__Exercise aim__
The records appear below. Set down exactly each line from the one that contains "Query: bird's tail" through the last, both included.

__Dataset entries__
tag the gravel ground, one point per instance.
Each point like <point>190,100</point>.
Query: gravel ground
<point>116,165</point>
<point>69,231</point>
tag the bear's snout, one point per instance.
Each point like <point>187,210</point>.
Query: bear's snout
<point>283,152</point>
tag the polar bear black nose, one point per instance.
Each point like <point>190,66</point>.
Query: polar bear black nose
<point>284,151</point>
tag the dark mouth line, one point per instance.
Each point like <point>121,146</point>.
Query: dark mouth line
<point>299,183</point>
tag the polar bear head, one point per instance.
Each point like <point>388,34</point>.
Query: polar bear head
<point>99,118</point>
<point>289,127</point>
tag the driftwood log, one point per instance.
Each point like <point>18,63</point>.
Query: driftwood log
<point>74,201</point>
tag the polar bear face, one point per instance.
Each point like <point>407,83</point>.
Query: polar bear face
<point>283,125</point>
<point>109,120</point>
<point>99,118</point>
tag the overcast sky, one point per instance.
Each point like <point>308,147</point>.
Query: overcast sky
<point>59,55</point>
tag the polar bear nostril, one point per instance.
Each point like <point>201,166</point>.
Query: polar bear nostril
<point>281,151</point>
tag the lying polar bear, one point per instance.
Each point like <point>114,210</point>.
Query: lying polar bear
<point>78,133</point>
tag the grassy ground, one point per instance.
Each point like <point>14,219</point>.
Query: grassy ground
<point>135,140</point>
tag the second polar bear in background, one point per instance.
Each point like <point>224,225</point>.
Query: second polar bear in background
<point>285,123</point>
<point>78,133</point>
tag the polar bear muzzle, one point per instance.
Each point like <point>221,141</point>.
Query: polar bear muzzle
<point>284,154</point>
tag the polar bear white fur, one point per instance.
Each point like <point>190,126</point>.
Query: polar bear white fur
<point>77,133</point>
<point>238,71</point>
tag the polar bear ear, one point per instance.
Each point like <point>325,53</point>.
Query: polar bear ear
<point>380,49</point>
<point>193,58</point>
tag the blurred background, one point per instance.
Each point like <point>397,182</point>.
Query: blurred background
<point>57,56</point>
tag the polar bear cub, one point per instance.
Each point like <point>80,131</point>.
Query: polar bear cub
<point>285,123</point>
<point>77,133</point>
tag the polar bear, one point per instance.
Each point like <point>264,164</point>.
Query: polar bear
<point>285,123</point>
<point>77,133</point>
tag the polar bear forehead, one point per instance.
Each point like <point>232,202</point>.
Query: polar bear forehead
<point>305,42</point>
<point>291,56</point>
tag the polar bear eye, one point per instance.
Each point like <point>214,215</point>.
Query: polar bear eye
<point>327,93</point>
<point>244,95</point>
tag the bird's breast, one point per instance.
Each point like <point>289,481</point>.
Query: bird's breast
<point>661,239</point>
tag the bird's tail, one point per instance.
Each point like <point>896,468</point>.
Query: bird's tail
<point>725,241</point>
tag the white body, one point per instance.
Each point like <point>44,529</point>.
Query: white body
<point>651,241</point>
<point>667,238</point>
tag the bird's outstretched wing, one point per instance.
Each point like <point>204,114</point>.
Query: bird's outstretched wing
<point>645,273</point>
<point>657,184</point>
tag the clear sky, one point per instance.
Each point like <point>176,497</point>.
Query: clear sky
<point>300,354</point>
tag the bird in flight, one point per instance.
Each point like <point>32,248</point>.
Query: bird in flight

__Finished task__
Query: bird's tail
<point>725,241</point>
tag the white body, one point per instance.
Each point like <point>44,529</point>.
Query: white body
<point>651,241</point>
<point>667,238</point>
tag the bird's outstretched wing, one point per instance.
Each point like <point>204,114</point>.
Query: bird's outstretched wing
<point>645,273</point>
<point>657,184</point>
tag the clear sky, one point per instance.
Each point like <point>176,497</point>.
Query: clear sky
<point>300,354</point>
tag the bird in flight, one point per instance.
Each point like <point>32,248</point>.
Query: bird in flight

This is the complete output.